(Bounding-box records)
------------

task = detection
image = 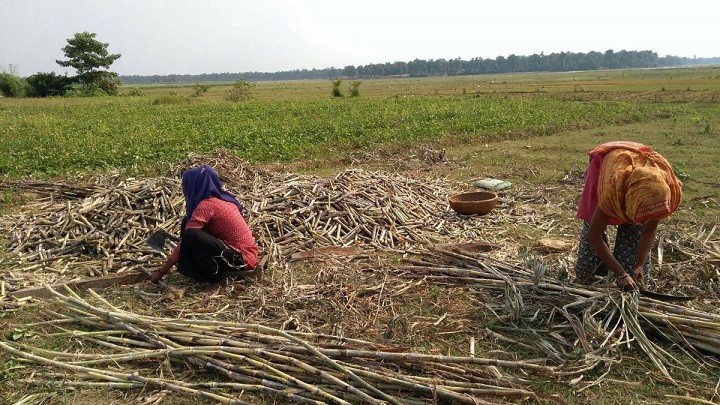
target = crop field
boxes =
[0,67,720,404]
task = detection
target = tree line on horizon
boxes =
[120,49,720,84]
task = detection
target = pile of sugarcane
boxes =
[0,290,561,404]
[395,248,720,379]
[2,177,182,289]
[0,154,506,290]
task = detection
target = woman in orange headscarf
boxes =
[575,141,682,289]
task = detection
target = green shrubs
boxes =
[226,80,255,103]
[27,72,75,97]
[0,73,28,97]
[153,95,185,105]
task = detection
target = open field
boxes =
[0,68,720,404]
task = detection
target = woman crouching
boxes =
[150,165,258,291]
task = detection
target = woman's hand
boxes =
[630,266,645,285]
[150,270,165,284]
[615,273,639,291]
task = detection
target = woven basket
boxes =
[449,191,497,215]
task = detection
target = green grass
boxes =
[0,97,674,177]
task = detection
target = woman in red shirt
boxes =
[150,165,258,283]
[575,141,682,289]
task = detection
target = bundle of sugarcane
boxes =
[395,243,720,379]
[0,291,556,404]
[0,158,506,288]
[2,177,182,288]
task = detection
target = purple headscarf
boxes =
[182,165,245,221]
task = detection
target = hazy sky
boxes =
[0,0,720,76]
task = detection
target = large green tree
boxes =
[56,31,120,94]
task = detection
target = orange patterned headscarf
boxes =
[590,141,682,224]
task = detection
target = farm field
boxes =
[0,67,720,404]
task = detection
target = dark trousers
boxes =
[177,229,245,283]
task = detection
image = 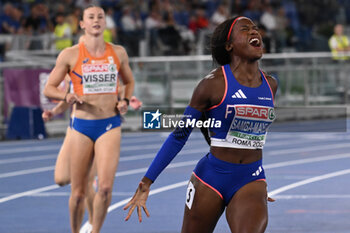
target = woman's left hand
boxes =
[117,100,128,115]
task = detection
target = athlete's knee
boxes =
[71,192,85,205]
[97,184,112,199]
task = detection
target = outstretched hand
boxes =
[65,93,83,105]
[117,100,128,115]
[41,110,54,122]
[124,181,150,222]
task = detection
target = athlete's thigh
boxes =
[55,127,72,184]
[181,174,225,233]
[226,181,268,233]
[70,130,94,188]
[94,127,121,184]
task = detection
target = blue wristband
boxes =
[145,106,202,182]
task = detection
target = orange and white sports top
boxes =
[69,42,120,96]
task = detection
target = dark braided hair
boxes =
[210,16,239,65]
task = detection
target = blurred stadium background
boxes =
[0,0,350,140]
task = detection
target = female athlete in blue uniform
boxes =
[124,17,277,233]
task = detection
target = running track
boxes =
[0,119,350,233]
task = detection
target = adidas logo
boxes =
[106,123,113,131]
[252,166,262,176]
[232,89,247,99]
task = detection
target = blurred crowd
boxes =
[0,0,350,56]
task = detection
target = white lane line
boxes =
[115,160,198,177]
[0,148,350,179]
[80,166,350,232]
[0,166,55,179]
[0,154,57,164]
[0,148,208,179]
[0,192,134,197]
[0,154,350,203]
[0,139,205,155]
[264,143,350,156]
[263,153,350,169]
[0,184,60,203]
[274,194,350,200]
[269,169,350,197]
[79,180,188,233]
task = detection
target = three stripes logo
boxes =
[232,89,247,99]
[252,166,262,176]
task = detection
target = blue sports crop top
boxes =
[206,65,275,149]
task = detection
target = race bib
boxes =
[82,63,118,94]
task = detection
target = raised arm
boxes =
[124,70,217,222]
[43,48,82,104]
[114,45,135,114]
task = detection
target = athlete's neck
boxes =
[230,61,261,87]
[84,36,106,57]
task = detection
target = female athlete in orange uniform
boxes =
[44,6,134,233]
[124,17,277,233]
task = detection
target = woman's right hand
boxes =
[124,178,150,222]
[64,93,83,105]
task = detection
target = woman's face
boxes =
[80,7,106,35]
[231,17,263,60]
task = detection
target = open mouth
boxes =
[249,38,261,47]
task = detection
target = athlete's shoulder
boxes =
[58,45,79,62]
[109,43,127,56]
[263,71,278,95]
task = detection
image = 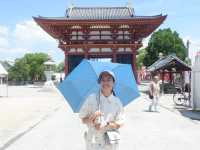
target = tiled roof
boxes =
[66,7,134,19]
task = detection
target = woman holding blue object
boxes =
[79,70,124,150]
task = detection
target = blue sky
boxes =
[0,0,200,62]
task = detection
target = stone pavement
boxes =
[2,85,200,150]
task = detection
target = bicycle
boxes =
[173,87,190,106]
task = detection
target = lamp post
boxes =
[43,56,55,91]
[44,56,55,82]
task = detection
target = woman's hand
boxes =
[107,121,120,129]
[82,111,103,124]
[89,111,103,123]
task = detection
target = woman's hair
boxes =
[97,73,115,84]
[112,89,116,96]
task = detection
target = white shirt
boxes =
[79,92,124,142]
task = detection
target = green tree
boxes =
[56,62,64,72]
[144,28,187,66]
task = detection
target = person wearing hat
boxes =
[149,75,160,112]
[79,70,124,150]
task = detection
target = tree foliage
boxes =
[144,28,187,66]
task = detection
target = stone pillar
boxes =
[191,54,200,110]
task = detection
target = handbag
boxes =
[105,130,120,144]
[97,93,120,144]
[149,92,153,99]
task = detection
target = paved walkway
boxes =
[2,86,200,150]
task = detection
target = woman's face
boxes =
[100,73,114,92]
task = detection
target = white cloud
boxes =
[0,25,9,47]
[0,20,58,60]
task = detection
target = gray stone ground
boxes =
[0,86,200,150]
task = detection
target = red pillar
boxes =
[132,48,138,83]
[64,49,69,76]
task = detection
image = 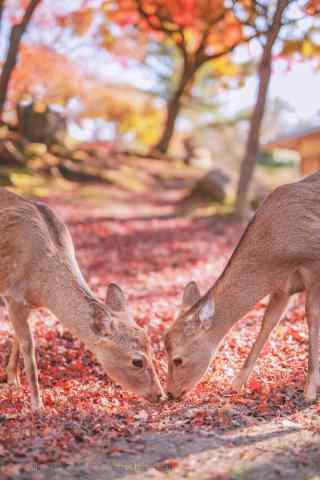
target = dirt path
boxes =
[0,182,320,480]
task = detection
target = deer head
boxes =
[165,282,215,399]
[90,284,163,402]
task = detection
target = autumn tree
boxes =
[234,0,319,217]
[104,0,249,153]
[0,0,41,120]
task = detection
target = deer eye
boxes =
[173,357,182,367]
[132,358,143,368]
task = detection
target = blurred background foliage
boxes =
[0,0,320,213]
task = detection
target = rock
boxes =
[250,184,270,210]
[189,169,230,203]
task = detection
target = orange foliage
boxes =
[104,0,243,54]
[9,45,83,106]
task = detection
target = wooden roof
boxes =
[263,126,320,150]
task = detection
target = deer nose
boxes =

------------

#### [Written task]
Locate every line above that contains the word "logo", and copy each of those lines.

#### [Reply]
target = adidas logo
target = three stripes logo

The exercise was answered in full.